What to produce
Restate all of the records below exactly. Do not carry over any image.

[Opening Data section section]

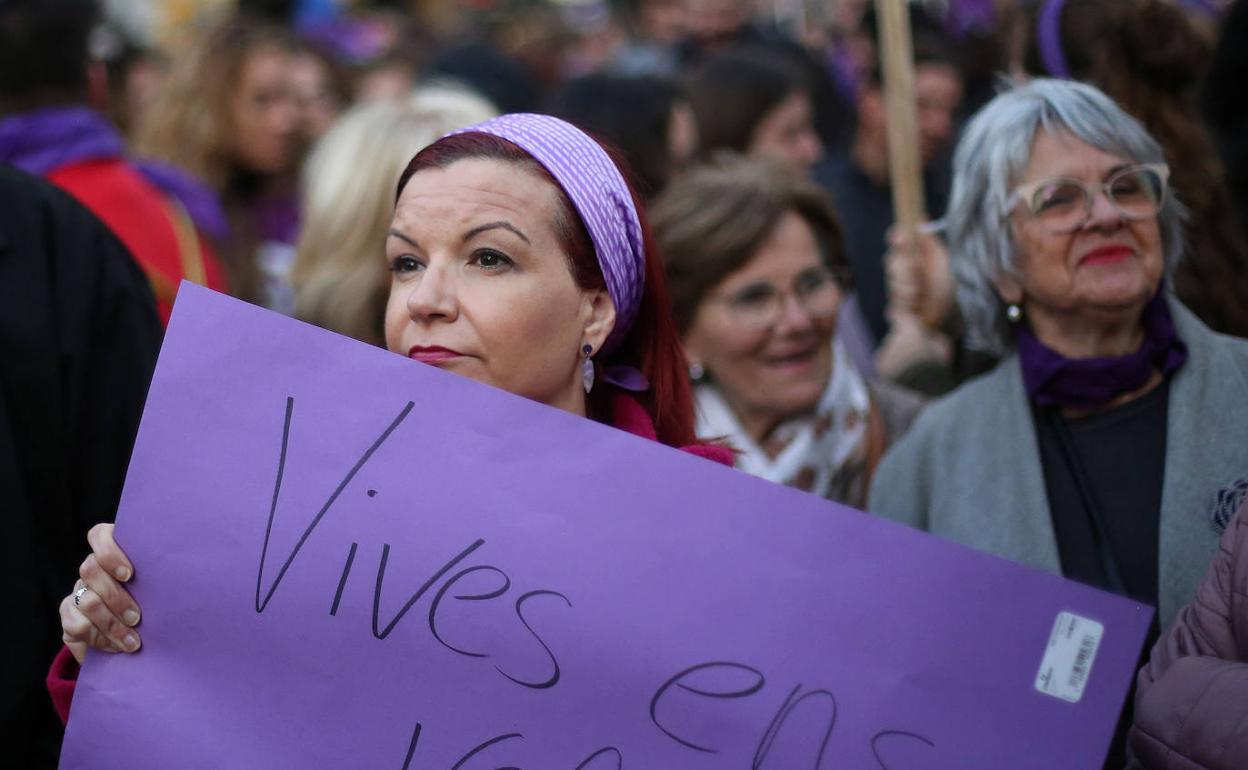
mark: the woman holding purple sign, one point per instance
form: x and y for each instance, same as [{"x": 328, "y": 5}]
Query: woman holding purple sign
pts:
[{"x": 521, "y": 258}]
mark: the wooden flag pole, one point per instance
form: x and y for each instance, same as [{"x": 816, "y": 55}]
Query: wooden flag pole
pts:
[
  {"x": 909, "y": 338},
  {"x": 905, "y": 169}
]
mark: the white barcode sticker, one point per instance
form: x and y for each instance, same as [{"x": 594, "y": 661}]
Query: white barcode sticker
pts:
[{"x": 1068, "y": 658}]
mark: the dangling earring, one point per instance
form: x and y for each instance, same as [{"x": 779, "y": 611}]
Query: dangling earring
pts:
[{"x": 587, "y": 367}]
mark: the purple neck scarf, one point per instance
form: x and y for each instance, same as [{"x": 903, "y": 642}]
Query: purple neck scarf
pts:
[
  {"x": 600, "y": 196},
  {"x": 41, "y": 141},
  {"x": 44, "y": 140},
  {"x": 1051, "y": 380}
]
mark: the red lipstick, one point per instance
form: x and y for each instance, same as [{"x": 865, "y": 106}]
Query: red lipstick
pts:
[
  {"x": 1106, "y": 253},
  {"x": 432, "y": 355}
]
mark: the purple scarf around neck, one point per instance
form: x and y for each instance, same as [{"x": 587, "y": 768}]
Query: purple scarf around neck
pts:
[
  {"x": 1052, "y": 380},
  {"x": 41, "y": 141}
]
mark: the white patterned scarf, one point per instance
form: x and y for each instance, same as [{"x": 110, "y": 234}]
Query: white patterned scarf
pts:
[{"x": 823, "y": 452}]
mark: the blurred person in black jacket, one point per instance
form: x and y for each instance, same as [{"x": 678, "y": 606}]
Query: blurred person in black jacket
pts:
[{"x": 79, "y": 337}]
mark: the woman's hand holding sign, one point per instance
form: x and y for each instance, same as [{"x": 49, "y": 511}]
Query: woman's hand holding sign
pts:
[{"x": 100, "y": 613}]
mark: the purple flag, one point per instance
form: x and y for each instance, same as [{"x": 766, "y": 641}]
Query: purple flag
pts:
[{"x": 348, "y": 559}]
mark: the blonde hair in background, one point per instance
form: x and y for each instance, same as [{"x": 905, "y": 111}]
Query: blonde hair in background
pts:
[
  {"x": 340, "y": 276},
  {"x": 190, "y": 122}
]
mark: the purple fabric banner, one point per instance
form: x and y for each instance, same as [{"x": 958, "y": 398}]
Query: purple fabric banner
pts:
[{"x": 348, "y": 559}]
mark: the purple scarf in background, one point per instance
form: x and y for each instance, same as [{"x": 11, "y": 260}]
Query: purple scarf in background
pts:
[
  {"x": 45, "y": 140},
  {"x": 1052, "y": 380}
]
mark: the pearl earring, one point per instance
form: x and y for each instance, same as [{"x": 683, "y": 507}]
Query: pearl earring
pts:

[Closing Data section section]

Exercise response
mark: the woman holding purple sign, one point per instance
form: x and y for each instance, same as [{"x": 328, "y": 5}]
Query: woman holding purple sign
pts:
[{"x": 521, "y": 258}]
mark: the wooden flag pole, one point per instance
form: x and y for each instance, same as [{"x": 816, "y": 55}]
Query: wooden flag pole
pts:
[
  {"x": 909, "y": 338},
  {"x": 905, "y": 169}
]
mark: the white barcode sticker, one point per instance
form: x and y for each instance, same as [{"x": 594, "y": 661}]
Query: white barcode sticker
pts:
[{"x": 1068, "y": 658}]
mark: the dangling earring, one point per instance
form: x and y for each instance, same as [{"x": 779, "y": 611}]
Query: dangling earring
pts:
[{"x": 587, "y": 367}]
mark: the purple neck scarf, one point per instance
form: x and y for each instance, same as [{"x": 903, "y": 642}]
Query: purple neck scarf
pts:
[
  {"x": 600, "y": 196},
  {"x": 41, "y": 141},
  {"x": 44, "y": 140},
  {"x": 1051, "y": 380}
]
mark: the red lipstick, one point per instance
form: x and y for each instance, same as [{"x": 865, "y": 106}]
Query: red lipstick
pts:
[
  {"x": 1106, "y": 253},
  {"x": 432, "y": 355}
]
mark: the purple scarf around neck, one point per instance
form: x and y for each instance, same as [{"x": 587, "y": 768}]
Query: purple scarf around neck
pts:
[
  {"x": 1052, "y": 380},
  {"x": 41, "y": 141}
]
mark: the white patterned scarf, one point per instance
form: x and y for each instance, same as [{"x": 110, "y": 234}]
Query: white patterned scarf
pts:
[{"x": 823, "y": 452}]
mark: the blurred person in black jacket, one point per instance
form: x and y for each instance, same as [{"x": 678, "y": 606}]
Query: blurred person in black jacket
pts:
[{"x": 79, "y": 337}]
mark: the woman's hand holding sign, one point per instance
form: x and y for each instance, same as [{"x": 49, "y": 511}]
Query: woman's hand holding sign
pts:
[{"x": 100, "y": 613}]
mark: the purple flag, one point per instance
form: x and y for each instance, same as [{"x": 766, "y": 641}]
Query: purple flag
pts:
[{"x": 348, "y": 559}]
mark: the blonde hair in background, one point per instance
form: x and y for each instance, same as [{"x": 905, "y": 111}]
Query: blonde hair in background
pts:
[
  {"x": 340, "y": 276},
  {"x": 190, "y": 122}
]
mark: the purple fabric banner, one point per instance
form: x and y for each instance, same as [{"x": 958, "y": 398}]
Query: purple fabric banner
pts:
[{"x": 348, "y": 559}]
mark: the purple scarf in background, one point per instance
form: x and y for each instance, same as [{"x": 11, "y": 260}]
Query: purple scarf in background
pts:
[
  {"x": 45, "y": 140},
  {"x": 1052, "y": 380}
]
mark: the pearl earring, one point per instance
form: x and y for each instance, same as [{"x": 683, "y": 507}]
Query: pearl earring
pts:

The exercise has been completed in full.